» **Text shown**
==============================
Although we wonder about Prof. Ghilarducci’s statement* that “seventy five percent of Americans nearing retirement age in 2010 had less than $30,000 in their retirement accounts”, her message is correct: Americans in an age of disappearing pension plans have not saved enough for retirement. According to her figures, 49% of middle class Americans will be poor in retirement. While Ms. Ghilarducci’s figures are for an “individual”, the number from the Federal Reserve’s 2010 Survey of Consumer Finances (SCF) that we see consistently quoted is by “household” – a typical household headed by someone 55-64 has $120,000 in combined 401k and IRA assets. That amount would provide a theoretical $575 a month to the household. Add to that the typical individual Social Security benefit of $1230 month, plus an estimate $615 spousal SS benefit, and you get a total household income of $2420 (or $29,040 annually). That’s about 2 times the 2012 poverty level for a 2 person household, but by no means much money.

A big part of the “Ridiculous” article centers around denial – the inability of most Americans to do what needs to be done to prepare for retirement. We don’t have a plan, we don’t save enough, we don’t invest wisely, we start saving too late, and we trust financial advisors who aren’t always that great. Another problem with the current retirement system is not our fault – more and more Americans are losing their jobs before their expected retirement age, and are not able to replace those jobs with ones of equal pay.

If we were in charge
These are sobering reports. We agree that something needs to be done, although we are just not sure this idea will gain traction. However we do agree with suggestions from the Center for Retirement Research that firms offering 401ks should have automatic enrollment for their employees, and more restrictions should be placed on loans from these funds. In our opinion too many people rely on them as piggy banks, which does not help their retirement planning.
==============================
» **Aim of the task**
Copy out the retirement savings text above in full, word for word.
==============================
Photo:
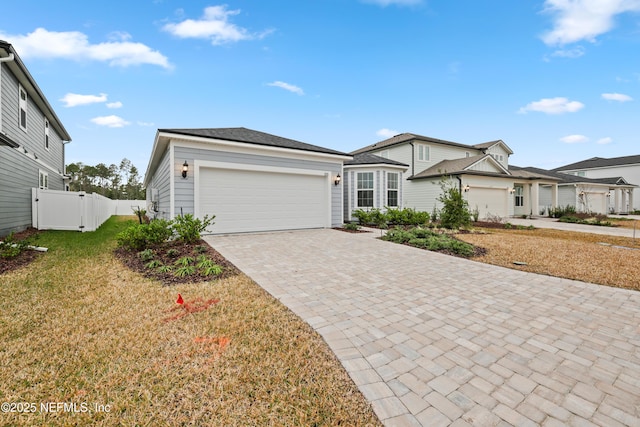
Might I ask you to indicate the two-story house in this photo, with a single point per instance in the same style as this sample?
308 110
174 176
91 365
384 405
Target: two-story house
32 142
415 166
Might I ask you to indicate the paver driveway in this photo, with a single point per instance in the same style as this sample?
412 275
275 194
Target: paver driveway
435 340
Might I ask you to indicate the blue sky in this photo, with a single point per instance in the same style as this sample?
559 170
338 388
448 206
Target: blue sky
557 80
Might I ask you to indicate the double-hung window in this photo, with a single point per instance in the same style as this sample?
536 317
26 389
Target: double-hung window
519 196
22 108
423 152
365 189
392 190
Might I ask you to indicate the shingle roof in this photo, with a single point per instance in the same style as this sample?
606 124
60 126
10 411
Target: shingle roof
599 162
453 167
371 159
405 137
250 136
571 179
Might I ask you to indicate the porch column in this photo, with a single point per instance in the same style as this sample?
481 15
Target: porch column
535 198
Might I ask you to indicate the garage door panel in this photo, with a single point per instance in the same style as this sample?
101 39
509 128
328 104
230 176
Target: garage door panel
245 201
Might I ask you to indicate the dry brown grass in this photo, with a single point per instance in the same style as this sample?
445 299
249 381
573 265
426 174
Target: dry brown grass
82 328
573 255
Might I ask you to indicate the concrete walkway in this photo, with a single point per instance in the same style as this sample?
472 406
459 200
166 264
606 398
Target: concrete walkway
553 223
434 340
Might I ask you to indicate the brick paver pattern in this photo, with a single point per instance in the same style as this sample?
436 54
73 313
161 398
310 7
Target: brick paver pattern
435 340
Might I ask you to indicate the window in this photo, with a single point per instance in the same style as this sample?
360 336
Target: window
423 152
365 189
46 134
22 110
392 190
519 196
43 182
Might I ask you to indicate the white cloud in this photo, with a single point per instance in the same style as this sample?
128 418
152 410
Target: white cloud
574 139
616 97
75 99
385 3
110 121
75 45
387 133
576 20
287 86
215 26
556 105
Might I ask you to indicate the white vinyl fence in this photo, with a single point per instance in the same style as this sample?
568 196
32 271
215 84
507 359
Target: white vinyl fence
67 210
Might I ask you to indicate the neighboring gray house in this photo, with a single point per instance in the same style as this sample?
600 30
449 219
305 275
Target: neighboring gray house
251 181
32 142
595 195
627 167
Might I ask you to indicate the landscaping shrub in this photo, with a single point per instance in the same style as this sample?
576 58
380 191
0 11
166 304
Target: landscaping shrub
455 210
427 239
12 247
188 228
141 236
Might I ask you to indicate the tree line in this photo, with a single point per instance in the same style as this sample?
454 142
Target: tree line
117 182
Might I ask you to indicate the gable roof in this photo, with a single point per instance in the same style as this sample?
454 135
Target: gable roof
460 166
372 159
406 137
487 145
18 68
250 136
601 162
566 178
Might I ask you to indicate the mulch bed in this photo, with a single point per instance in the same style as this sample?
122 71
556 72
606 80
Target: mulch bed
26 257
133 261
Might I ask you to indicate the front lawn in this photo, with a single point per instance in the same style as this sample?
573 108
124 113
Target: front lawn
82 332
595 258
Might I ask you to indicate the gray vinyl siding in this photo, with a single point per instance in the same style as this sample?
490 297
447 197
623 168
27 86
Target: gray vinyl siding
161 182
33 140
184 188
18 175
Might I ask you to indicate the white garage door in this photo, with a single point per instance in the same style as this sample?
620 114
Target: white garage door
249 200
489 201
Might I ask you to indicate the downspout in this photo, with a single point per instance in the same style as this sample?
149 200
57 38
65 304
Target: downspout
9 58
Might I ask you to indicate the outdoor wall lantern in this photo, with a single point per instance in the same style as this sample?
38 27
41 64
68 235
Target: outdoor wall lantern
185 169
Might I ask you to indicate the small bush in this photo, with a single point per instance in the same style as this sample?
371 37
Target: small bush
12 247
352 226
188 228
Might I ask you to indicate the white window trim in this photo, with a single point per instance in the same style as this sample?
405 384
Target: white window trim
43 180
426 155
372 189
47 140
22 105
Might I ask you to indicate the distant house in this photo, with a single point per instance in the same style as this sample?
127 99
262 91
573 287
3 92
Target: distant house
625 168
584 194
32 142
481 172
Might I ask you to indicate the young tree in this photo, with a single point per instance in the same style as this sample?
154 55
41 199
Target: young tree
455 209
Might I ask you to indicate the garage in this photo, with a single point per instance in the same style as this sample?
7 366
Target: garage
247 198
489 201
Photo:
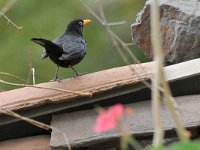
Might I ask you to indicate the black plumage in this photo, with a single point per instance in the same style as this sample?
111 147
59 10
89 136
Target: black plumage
==============================
» **Response**
Although we wonder about Prof. Ghilarducci’s statement* that “seventy five percent of Americans nearing retirement age in 2010 had less than $30,000 in their retirement accounts”, her message is correct: Americans in an age of disappearing pension plans have not saved enough for retirement. According to her figures, 49% of middle class Americans will be poor in retirement. While Ms. Ghilarducci’s figures are for an “individual”, the number from the Federal Reserve’s 2010 Survey of Consumer Finances (SCF) that we see consistently quoted is by “household” – a typical household headed by someone 55-64 has $120,000 in combined 401k and IRA assets. That amount would provide a theoretical $575 a month to the household. Add to that the typical individual Social Security benefit of $1230 month, plus an estimate $615 spousal SS benefit, and you get a total household income of $2420 (or $29,040 annually). That’s about 2 times the 2012 poverty level for a 2 person household, but by no means much money.

A big part of the “Ridiculous” article centers around denial – the inability of most Americans to do what needs to be done to prepare for retirement. We don’t have a plan, we don’t save enough, we don’t invest wisely, we start saving too late, and we trust financial advisors who aren’t always that great. Another problem with the current retirement system is not our fault – more and more Americans are losing their jobs before their expected retirement age, and are not able to replace those jobs with ones of equal pay.

If we were in charge
These are sobering reports. We agree that something needs to be done, although we are just not sure this idea will gain traction. However we do agree with suggestions from the Center for Retirement Research that firms offering 401ks should have automatic enrollment for their employees, and more restrictions should be placed on loans from these funds. In our opinion too many people rely on them as piggy banks, which does not help their retirement planning.